What to produce:
In the records that follow, show each line where the word "electrical" is present.

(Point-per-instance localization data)
____________

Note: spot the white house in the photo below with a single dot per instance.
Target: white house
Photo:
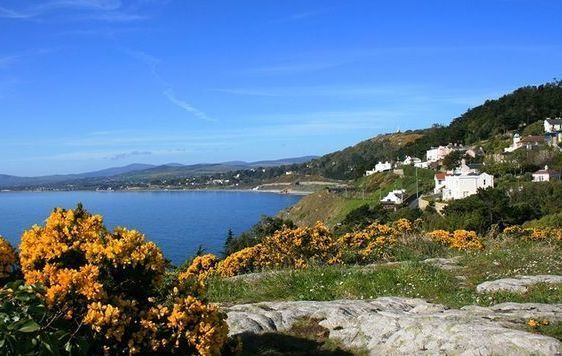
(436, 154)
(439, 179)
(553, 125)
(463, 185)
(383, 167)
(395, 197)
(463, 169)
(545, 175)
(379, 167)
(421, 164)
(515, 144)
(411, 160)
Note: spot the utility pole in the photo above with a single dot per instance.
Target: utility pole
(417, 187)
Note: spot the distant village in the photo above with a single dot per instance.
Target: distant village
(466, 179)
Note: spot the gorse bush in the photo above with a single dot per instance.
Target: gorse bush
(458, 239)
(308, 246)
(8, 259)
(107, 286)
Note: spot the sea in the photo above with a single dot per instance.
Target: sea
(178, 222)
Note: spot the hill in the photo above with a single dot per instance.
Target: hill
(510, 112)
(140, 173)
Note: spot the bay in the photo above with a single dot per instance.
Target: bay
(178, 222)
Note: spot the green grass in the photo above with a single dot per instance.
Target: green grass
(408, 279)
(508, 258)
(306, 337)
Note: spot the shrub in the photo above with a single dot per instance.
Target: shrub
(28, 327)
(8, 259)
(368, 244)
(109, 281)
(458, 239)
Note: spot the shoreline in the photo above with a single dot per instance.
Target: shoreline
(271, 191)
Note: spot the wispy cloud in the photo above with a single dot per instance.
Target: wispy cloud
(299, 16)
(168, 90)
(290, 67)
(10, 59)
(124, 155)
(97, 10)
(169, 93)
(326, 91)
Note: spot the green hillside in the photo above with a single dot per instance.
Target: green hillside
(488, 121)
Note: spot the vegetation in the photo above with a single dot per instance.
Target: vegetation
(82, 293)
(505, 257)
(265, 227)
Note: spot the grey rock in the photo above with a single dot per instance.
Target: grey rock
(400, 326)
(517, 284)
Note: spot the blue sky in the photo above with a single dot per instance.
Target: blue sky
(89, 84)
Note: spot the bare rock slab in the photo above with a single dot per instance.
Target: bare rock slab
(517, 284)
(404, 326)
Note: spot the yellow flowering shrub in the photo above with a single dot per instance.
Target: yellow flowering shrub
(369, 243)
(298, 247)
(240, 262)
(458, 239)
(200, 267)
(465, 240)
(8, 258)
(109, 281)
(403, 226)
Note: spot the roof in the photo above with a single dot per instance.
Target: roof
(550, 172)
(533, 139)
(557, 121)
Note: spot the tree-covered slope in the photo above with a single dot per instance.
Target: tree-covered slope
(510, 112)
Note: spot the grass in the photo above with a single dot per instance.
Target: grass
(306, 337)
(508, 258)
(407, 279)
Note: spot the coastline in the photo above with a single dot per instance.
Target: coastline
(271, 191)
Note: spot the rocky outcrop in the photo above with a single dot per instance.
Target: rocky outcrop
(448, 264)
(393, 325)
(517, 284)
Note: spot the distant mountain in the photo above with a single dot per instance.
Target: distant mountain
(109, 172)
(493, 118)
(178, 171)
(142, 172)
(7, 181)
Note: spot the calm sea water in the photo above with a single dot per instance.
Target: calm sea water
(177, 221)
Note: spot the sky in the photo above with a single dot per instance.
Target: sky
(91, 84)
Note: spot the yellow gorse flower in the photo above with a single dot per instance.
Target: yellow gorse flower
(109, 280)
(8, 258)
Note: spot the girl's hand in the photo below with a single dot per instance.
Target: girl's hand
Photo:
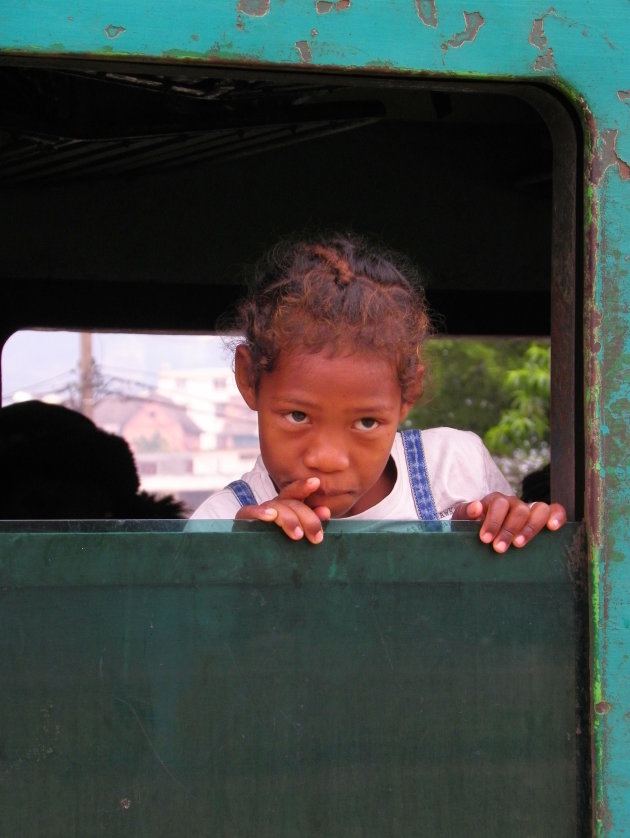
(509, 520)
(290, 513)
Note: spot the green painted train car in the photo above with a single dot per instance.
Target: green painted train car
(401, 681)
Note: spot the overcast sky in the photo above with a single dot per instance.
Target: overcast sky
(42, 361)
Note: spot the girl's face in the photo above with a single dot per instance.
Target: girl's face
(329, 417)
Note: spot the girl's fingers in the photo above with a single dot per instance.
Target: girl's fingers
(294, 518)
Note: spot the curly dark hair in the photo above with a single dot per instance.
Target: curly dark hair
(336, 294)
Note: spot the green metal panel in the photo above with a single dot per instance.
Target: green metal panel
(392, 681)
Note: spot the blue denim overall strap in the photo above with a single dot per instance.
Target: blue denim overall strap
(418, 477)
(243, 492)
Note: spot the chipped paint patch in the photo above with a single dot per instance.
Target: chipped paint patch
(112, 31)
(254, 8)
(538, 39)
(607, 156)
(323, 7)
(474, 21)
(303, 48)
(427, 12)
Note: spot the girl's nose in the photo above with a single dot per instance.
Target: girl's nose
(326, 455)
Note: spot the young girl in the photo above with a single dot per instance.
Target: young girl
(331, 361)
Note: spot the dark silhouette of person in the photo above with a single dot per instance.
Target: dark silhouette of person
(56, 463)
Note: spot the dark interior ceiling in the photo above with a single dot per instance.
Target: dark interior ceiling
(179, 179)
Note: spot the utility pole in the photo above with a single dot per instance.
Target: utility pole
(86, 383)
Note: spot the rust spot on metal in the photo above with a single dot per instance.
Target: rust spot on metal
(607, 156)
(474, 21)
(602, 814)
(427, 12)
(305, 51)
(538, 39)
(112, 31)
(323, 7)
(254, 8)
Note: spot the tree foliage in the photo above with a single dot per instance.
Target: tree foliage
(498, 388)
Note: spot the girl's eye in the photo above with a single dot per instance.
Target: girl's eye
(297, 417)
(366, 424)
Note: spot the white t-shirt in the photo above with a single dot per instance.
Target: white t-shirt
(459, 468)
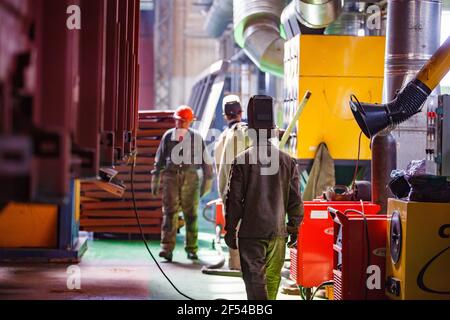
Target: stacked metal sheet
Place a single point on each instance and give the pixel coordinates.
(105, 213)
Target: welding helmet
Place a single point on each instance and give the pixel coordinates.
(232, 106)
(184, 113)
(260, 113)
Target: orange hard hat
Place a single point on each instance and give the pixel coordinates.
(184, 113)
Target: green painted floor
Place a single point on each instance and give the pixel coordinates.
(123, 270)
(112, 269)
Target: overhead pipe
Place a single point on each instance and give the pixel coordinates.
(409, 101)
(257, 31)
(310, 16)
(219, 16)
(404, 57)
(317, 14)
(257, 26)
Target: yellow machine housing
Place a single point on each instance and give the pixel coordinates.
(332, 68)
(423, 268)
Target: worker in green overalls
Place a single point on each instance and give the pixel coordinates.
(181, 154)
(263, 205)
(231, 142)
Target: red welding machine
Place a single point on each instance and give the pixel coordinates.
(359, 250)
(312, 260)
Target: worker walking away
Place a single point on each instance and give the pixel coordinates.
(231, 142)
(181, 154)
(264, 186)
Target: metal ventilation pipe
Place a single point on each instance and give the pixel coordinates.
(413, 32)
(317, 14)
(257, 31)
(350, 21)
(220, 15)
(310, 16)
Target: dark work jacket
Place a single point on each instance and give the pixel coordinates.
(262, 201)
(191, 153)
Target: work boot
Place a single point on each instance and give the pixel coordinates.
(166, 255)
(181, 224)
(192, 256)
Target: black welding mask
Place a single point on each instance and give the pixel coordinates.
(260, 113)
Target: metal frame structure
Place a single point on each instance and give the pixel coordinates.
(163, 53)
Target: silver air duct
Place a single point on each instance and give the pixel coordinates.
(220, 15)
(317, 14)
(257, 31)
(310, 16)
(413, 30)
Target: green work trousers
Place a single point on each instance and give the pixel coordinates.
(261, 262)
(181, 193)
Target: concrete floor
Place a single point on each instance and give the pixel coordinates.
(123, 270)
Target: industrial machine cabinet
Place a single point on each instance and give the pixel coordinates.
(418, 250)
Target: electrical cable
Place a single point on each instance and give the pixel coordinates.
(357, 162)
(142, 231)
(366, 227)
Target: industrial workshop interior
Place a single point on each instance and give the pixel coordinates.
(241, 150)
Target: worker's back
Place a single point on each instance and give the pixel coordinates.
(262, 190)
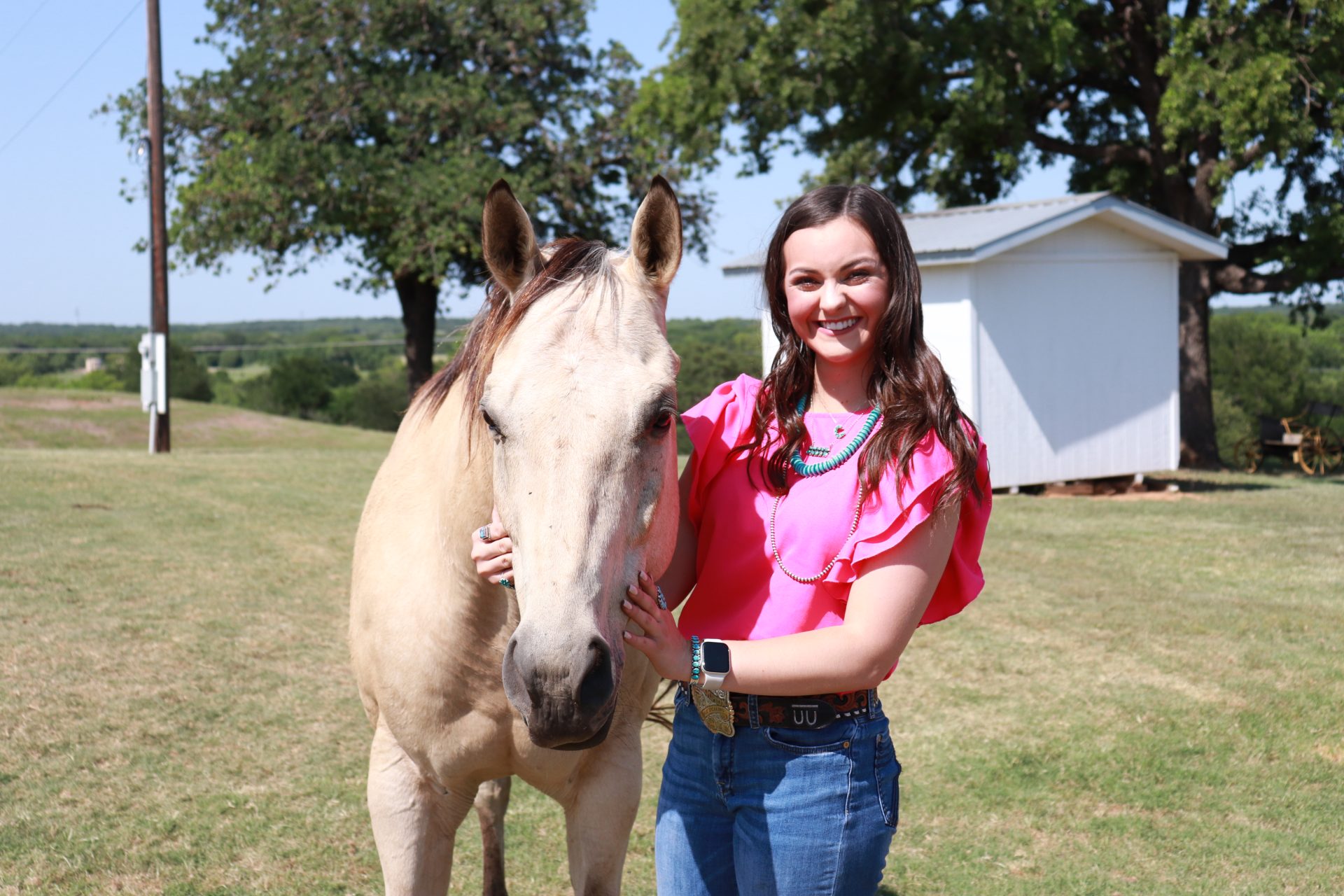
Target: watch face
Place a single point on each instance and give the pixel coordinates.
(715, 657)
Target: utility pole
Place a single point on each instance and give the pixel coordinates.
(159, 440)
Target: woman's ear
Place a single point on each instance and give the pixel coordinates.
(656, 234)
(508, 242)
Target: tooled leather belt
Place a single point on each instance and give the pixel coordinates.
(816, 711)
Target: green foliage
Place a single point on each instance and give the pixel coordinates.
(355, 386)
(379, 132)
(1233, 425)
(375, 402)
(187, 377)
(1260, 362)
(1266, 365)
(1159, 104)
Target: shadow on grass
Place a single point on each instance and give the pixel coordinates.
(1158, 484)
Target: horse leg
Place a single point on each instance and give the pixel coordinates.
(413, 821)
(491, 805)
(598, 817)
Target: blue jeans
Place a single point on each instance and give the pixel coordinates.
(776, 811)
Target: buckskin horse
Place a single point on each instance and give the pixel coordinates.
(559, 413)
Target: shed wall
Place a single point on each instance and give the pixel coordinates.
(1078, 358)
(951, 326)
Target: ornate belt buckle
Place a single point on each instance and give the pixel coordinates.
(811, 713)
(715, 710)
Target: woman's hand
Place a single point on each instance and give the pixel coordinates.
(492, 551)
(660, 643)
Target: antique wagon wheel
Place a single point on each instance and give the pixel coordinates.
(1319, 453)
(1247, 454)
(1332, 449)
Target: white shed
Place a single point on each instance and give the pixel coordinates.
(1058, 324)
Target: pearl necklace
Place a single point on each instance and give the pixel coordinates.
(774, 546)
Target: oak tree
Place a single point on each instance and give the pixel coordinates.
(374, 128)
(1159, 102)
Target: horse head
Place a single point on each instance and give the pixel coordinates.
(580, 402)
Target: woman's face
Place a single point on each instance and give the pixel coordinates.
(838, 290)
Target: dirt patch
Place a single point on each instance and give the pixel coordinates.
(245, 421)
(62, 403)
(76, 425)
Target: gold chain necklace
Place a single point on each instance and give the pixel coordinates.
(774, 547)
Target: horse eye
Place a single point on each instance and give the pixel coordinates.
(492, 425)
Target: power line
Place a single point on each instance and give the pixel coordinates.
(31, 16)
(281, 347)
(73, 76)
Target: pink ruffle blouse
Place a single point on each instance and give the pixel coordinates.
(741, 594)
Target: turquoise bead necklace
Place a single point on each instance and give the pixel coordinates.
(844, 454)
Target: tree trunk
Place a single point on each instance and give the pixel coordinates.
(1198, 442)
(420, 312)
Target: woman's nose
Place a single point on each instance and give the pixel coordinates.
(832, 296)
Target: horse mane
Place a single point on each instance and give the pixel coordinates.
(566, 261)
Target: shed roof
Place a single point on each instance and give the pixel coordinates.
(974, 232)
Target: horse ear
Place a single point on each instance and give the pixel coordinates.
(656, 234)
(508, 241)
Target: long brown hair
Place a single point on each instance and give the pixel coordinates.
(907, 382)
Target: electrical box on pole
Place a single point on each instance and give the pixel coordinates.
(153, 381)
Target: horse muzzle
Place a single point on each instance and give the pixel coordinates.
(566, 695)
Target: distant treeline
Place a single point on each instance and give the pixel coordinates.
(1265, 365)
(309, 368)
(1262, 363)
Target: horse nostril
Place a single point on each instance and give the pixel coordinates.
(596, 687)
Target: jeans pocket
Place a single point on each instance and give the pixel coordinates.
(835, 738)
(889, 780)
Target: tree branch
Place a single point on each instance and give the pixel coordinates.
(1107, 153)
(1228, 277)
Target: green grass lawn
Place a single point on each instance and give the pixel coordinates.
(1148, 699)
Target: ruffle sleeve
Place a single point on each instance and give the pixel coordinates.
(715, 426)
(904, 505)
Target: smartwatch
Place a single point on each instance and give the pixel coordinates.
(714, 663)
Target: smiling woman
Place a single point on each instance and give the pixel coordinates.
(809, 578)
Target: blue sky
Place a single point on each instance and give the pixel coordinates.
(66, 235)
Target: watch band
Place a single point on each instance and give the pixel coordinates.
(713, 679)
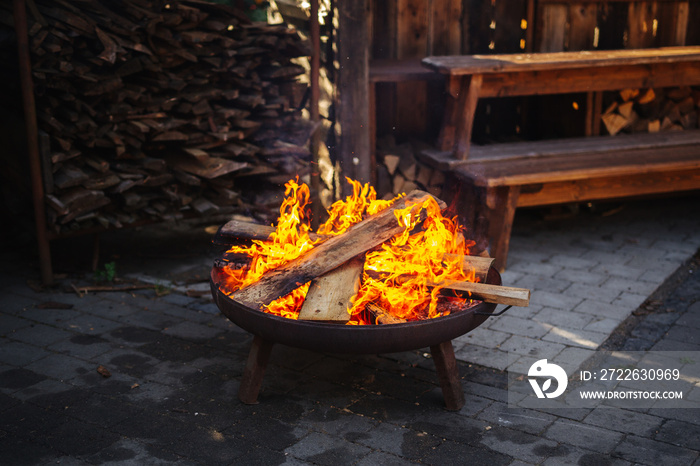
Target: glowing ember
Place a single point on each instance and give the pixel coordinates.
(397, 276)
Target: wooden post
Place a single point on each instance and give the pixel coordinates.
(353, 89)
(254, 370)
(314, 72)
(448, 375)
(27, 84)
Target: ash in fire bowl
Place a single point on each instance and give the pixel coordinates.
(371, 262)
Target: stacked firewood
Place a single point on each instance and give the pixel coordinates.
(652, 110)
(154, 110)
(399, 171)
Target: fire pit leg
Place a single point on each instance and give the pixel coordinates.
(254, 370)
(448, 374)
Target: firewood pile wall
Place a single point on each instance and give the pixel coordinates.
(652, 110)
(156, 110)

____________

Output of the task:
Target: electrical cable
Target: electrical box on pole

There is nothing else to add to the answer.